Task goal:
Reproduce all of the data below, changing every "e.g." to "for example" and leaving everything else as it is.

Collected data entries
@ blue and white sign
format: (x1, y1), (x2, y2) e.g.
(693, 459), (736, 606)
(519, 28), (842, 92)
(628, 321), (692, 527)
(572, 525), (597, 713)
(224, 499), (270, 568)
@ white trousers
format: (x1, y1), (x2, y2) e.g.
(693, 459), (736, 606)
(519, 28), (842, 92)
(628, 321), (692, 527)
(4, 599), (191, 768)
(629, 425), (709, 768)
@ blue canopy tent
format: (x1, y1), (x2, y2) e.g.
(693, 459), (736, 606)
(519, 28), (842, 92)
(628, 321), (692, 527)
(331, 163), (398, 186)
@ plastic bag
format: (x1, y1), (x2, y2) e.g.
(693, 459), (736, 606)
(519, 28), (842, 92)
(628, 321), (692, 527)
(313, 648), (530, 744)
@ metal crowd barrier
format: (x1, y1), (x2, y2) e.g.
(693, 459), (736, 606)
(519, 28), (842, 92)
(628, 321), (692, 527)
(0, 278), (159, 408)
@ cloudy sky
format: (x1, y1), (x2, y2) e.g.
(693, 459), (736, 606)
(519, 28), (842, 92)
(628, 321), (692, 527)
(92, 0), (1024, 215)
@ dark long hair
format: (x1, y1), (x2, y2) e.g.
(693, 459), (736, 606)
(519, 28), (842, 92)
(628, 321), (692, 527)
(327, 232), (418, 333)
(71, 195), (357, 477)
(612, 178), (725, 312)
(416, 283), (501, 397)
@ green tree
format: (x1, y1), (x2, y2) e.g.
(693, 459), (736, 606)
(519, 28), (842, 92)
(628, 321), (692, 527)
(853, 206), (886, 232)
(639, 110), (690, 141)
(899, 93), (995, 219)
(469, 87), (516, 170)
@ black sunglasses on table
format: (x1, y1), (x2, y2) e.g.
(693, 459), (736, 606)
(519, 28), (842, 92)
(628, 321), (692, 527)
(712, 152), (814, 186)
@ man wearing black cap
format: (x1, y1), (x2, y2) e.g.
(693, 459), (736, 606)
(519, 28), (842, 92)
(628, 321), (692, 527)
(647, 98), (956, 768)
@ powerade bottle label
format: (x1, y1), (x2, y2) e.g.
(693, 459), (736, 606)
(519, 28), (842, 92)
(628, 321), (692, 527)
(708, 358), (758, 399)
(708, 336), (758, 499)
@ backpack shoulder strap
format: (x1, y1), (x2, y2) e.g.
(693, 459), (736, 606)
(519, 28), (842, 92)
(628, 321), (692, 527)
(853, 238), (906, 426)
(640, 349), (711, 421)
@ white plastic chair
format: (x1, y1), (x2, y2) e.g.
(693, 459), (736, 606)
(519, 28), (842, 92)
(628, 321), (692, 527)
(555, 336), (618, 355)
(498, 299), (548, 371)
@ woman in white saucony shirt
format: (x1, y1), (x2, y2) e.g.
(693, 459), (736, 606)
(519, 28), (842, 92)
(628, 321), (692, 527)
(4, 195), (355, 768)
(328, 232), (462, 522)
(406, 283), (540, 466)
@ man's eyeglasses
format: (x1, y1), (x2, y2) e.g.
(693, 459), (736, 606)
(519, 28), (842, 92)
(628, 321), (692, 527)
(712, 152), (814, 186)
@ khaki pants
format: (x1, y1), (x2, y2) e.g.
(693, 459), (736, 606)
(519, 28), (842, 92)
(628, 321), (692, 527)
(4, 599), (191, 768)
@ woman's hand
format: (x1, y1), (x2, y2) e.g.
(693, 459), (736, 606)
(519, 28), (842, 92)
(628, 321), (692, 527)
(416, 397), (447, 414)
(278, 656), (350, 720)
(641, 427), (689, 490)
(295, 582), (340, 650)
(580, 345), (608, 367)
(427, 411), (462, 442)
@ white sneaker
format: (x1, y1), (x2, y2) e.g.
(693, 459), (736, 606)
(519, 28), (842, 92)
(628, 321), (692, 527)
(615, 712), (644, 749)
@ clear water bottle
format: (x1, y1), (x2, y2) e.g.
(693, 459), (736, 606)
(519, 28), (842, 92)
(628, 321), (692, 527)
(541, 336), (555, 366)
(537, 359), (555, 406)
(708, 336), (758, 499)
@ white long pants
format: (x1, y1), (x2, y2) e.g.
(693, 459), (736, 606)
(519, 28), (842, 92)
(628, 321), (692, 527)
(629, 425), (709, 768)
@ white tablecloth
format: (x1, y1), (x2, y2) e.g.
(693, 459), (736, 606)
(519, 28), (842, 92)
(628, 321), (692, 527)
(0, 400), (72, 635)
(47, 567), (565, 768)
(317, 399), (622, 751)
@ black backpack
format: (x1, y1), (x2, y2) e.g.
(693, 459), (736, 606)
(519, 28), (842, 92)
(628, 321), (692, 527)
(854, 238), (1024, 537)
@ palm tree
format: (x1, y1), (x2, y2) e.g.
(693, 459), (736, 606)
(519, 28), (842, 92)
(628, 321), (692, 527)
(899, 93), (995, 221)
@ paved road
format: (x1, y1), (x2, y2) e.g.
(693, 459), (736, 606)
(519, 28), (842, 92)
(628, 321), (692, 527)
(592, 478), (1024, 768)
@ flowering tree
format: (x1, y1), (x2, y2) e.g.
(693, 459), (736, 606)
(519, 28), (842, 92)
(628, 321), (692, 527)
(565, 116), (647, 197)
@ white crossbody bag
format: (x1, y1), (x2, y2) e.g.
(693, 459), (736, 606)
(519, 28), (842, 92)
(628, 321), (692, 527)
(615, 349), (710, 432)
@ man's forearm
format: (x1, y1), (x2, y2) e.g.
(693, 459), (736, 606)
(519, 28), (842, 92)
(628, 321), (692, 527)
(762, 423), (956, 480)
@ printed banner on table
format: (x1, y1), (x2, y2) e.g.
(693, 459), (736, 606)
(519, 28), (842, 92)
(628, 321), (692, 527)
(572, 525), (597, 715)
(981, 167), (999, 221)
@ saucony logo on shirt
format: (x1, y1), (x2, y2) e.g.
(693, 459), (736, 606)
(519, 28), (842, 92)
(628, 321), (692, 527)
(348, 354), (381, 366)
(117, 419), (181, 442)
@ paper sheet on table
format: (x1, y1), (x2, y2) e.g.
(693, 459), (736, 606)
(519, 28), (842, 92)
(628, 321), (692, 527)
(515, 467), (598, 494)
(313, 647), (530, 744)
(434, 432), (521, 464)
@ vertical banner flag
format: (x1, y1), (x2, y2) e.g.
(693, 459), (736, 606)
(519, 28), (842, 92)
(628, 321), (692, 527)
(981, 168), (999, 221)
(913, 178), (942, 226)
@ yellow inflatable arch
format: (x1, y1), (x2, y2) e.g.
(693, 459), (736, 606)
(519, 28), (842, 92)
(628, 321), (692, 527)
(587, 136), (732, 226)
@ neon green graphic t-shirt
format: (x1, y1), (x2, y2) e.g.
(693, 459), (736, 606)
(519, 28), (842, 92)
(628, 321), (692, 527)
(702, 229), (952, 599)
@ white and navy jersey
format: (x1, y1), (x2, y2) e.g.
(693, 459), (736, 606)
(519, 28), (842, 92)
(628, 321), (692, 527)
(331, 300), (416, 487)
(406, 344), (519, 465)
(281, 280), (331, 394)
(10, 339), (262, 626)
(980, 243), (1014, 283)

The result:
@ blue and white sign
format: (x1, y1), (x2, y2) for example
(693, 459), (736, 606)
(519, 28), (842, 92)
(628, 321), (692, 527)
(572, 525), (597, 713)
(224, 499), (270, 568)
@ white trousers
format: (x1, y1), (x2, y2) for example
(693, 459), (736, 606)
(519, 28), (842, 92)
(628, 321), (692, 527)
(4, 599), (191, 768)
(629, 425), (709, 768)
@ blue canopy tent
format: (x1, y1), (x2, y2) for example
(693, 459), (736, 606)
(519, 28), (842, 92)
(628, 321), (692, 527)
(331, 163), (398, 186)
@ plastic bag
format: (x1, y1), (x2, y2) for example
(693, 459), (736, 606)
(519, 28), (842, 92)
(628, 321), (692, 527)
(313, 648), (530, 744)
@ metal crowd barrier
format: (x1, y1), (x2, y2) for example
(693, 459), (736, 606)
(519, 28), (842, 92)
(628, 321), (692, 527)
(0, 278), (159, 408)
@ cloudy sky
format: (x1, y1), (x2, y2) for example
(693, 459), (736, 606)
(519, 28), (842, 92)
(628, 321), (692, 527)
(92, 0), (1024, 215)
@ dark long hair
format: (x1, y1), (x2, y2) for example
(693, 459), (736, 606)
(519, 28), (842, 92)
(628, 321), (692, 527)
(327, 232), (418, 333)
(71, 195), (357, 477)
(612, 178), (725, 312)
(416, 283), (501, 397)
@ green tree
format: (x1, y1), (x2, y2) for example
(693, 459), (736, 606)
(519, 28), (842, 92)
(628, 321), (692, 527)
(853, 206), (886, 232)
(639, 110), (690, 141)
(899, 93), (995, 219)
(469, 87), (516, 170)
@ black sunglasses on table
format: (x1, y1), (x2, y2) for example
(693, 459), (736, 606)
(519, 28), (842, 92)
(628, 321), (692, 527)
(712, 152), (814, 186)
@ man wearing black cap
format: (x1, y1), (x2, y2) for example
(693, 459), (736, 606)
(519, 28), (842, 92)
(628, 321), (692, 527)
(647, 98), (956, 768)
@ powerade bottle label
format: (x1, y1), (x2, y2) for example
(693, 459), (736, 606)
(519, 28), (842, 92)
(628, 321), (692, 527)
(708, 358), (758, 399)
(708, 336), (758, 499)
@ backpack shoulder strap
format: (x1, y1), (x2, y2) for example
(693, 459), (736, 606)
(519, 28), (842, 92)
(628, 321), (692, 527)
(853, 238), (906, 426)
(640, 349), (711, 421)
@ white plastic chair
format: (x1, y1), (x2, y2) for example
(693, 459), (736, 606)
(519, 28), (842, 92)
(628, 321), (692, 527)
(555, 336), (618, 355)
(498, 299), (548, 371)
@ woman in white saucony shirt
format: (x1, y1), (x2, y2) for example
(693, 459), (736, 606)
(519, 28), (842, 92)
(628, 321), (692, 527)
(4, 195), (355, 768)
(328, 232), (462, 522)
(406, 283), (540, 466)
@ man's eyeglasses
format: (x1, y1), (x2, y2) for example
(693, 459), (736, 606)
(519, 28), (842, 92)
(628, 321), (692, 527)
(712, 152), (814, 186)
@ khaki pants
format: (x1, y1), (x2, y2) for example
(693, 459), (736, 606)
(519, 28), (842, 92)
(628, 321), (692, 527)
(4, 599), (191, 768)
@ woman's hand
format: (x1, y1), (x2, y2) for example
(693, 459), (736, 606)
(519, 28), (842, 92)
(628, 321), (692, 527)
(416, 397), (447, 414)
(278, 656), (350, 720)
(641, 427), (689, 490)
(295, 582), (340, 650)
(580, 345), (608, 367)
(427, 411), (462, 442)
@ white sneaker
format: (x1, y1), (x2, y2) for example
(693, 459), (736, 606)
(519, 28), (842, 92)
(628, 321), (692, 527)
(615, 712), (644, 749)
@ clear water bottle
format: (x1, y1), (x2, y2) for example
(693, 459), (736, 606)
(519, 28), (842, 92)
(628, 321), (692, 527)
(541, 336), (555, 366)
(537, 359), (555, 406)
(708, 336), (758, 499)
@ white long pants
format: (x1, y1), (x2, y2) for example
(693, 459), (736, 606)
(519, 28), (842, 92)
(628, 321), (692, 527)
(629, 425), (709, 768)
@ white tablecloth
format: (x1, y1), (x2, y2) for example
(693, 459), (736, 606)
(519, 28), (842, 92)
(628, 321), (692, 527)
(0, 400), (72, 635)
(47, 567), (565, 768)
(317, 399), (622, 751)
@ black backpack
format: (x1, y1), (x2, y2) for example
(693, 459), (736, 606)
(519, 28), (842, 92)
(628, 321), (692, 527)
(854, 238), (1024, 537)
@ palm tree
format: (x1, y1), (x2, y2) for example
(693, 459), (736, 606)
(519, 28), (842, 92)
(628, 321), (692, 527)
(899, 93), (995, 221)
@ paved road
format: (x1, y1), (x2, y2) for example
(693, 459), (736, 606)
(519, 28), (842, 92)
(628, 321), (692, 527)
(592, 478), (1024, 768)
@ flowering tree
format: (x1, y1), (x2, y2) for example
(693, 459), (736, 606)
(519, 28), (842, 92)
(628, 321), (692, 527)
(565, 116), (647, 197)
@ white crossbody bag
format: (x1, y1), (x2, y2) for example
(693, 459), (736, 606)
(519, 28), (842, 92)
(628, 321), (692, 527)
(615, 349), (710, 432)
@ man's forearm
format: (x1, y1), (x2, y2) for example
(693, 459), (736, 606)
(519, 28), (842, 92)
(628, 321), (692, 527)
(762, 423), (956, 480)
@ printed banner on table
format: (x1, y1), (x2, y2) for example
(693, 459), (736, 606)
(519, 28), (842, 92)
(628, 321), (692, 527)
(572, 525), (597, 715)
(981, 167), (999, 221)
@ saucony logo on shirt
format: (x1, y1), (x2, y2) for example
(693, 459), (736, 606)
(519, 28), (842, 92)
(628, 321), (692, 527)
(348, 354), (381, 366)
(117, 419), (181, 442)
@ paper sheet on table
format: (x1, y1), (x2, y2) for example
(693, 459), (736, 606)
(519, 28), (842, 92)
(628, 321), (692, 527)
(515, 467), (598, 494)
(313, 647), (530, 744)
(434, 432), (521, 464)
@ vertical banner flag
format: (x1, y1), (x2, y2) for example
(693, 459), (736, 606)
(519, 28), (842, 92)
(628, 321), (692, 527)
(981, 168), (999, 221)
(913, 178), (942, 226)
@ yellow inflatable arch
format: (x1, y1), (x2, y2) for example
(693, 459), (736, 606)
(519, 28), (842, 92)
(628, 321), (692, 527)
(587, 136), (732, 226)
@ neon green graphic t-shirt
format: (x1, y1), (x2, y2) for example
(693, 459), (736, 606)
(519, 28), (842, 92)
(628, 321), (692, 527)
(702, 229), (952, 599)
@ white and navy jersey
format: (x1, y1), (x2, y2) for example
(693, 459), (736, 606)
(519, 28), (842, 92)
(628, 321), (692, 527)
(331, 300), (416, 487)
(406, 344), (519, 465)
(281, 280), (331, 394)
(10, 339), (262, 626)
(980, 243), (1014, 283)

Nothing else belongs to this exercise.